EXERCISE PROMPT
Everything from the line with "painted table surface." to the end of the data below must be returned exactly as it is, and nothing besides.

━━ SUPPLIED MATERIAL ━━

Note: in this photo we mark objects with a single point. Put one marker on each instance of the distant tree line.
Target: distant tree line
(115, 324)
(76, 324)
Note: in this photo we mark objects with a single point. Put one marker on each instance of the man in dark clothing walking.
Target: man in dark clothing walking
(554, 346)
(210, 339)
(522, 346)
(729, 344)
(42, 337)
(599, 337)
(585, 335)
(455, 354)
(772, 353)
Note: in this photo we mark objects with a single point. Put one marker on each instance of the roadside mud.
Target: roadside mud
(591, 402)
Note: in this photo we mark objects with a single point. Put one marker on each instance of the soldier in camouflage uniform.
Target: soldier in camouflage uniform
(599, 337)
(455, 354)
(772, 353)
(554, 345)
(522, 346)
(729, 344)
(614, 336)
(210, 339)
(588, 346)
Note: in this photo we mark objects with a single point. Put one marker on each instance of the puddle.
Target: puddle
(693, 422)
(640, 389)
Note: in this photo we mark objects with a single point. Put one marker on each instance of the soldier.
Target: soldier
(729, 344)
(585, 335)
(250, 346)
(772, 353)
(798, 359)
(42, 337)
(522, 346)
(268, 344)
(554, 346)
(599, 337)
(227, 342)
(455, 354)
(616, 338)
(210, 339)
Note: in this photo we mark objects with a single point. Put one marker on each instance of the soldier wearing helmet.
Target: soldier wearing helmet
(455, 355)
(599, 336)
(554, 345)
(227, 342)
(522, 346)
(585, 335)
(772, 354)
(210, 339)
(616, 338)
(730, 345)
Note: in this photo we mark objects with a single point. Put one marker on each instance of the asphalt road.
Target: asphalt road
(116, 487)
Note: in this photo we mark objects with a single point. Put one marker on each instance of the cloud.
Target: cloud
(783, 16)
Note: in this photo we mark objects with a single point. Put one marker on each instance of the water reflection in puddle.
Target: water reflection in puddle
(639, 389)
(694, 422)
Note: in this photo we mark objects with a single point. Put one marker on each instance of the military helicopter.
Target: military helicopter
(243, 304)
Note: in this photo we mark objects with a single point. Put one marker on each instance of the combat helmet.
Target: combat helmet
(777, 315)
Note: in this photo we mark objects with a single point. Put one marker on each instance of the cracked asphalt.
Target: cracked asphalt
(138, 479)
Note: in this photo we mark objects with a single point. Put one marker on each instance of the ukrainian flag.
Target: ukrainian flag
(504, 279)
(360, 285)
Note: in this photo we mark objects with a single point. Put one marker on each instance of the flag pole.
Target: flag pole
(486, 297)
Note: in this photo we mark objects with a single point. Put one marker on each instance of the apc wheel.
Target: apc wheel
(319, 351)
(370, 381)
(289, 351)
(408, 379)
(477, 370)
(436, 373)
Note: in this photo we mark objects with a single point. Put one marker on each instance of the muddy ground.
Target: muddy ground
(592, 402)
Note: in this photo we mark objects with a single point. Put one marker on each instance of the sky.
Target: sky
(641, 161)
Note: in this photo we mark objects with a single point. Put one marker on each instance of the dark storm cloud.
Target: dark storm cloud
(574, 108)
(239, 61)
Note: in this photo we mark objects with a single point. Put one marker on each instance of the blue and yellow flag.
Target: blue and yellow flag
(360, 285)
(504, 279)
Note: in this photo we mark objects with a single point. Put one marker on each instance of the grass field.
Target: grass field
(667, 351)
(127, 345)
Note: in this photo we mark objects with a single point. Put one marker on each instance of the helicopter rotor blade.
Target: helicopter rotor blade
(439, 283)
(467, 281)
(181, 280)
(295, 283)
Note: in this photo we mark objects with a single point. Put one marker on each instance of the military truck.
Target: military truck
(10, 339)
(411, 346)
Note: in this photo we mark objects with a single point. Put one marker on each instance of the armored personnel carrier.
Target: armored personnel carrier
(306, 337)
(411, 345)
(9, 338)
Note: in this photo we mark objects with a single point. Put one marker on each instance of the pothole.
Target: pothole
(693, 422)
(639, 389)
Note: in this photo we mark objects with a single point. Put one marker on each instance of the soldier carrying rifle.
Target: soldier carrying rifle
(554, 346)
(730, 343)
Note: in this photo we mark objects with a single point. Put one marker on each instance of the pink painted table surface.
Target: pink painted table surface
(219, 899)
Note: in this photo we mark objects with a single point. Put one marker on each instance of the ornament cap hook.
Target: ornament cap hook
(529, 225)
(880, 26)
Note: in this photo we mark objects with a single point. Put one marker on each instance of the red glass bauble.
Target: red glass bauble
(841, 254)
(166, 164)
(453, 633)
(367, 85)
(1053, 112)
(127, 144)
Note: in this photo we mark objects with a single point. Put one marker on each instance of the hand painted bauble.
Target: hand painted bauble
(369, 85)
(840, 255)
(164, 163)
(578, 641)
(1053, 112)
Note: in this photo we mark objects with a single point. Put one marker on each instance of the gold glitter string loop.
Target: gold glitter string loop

━━━

RESULT
Note: in this photo we mark objects with a single point. Put one marker on each instance of the pink painted table surface.
Target: pink painted table surface
(219, 899)
Note: in this photo we mark objects with a single point. Put one marker on each instance of the ornament cap hook.
Target: ornament cap hook
(529, 225)
(880, 26)
Note: in this photo we mark objects with a single point. Put one marker on each instance of the red glass bauble.
Target: red glass bauble
(841, 254)
(166, 164)
(453, 633)
(367, 85)
(1053, 112)
(127, 144)
Note: in this photo we mark objects with a single point. Put one marker on each instance of the hand painted bauble.
Target: hand painted bauble
(369, 85)
(840, 255)
(164, 163)
(578, 641)
(1053, 112)
Note: in this photo we mark objects with a single point. Put one marker on each instance of the gold glitter string loop.
Target: gold glitter string loop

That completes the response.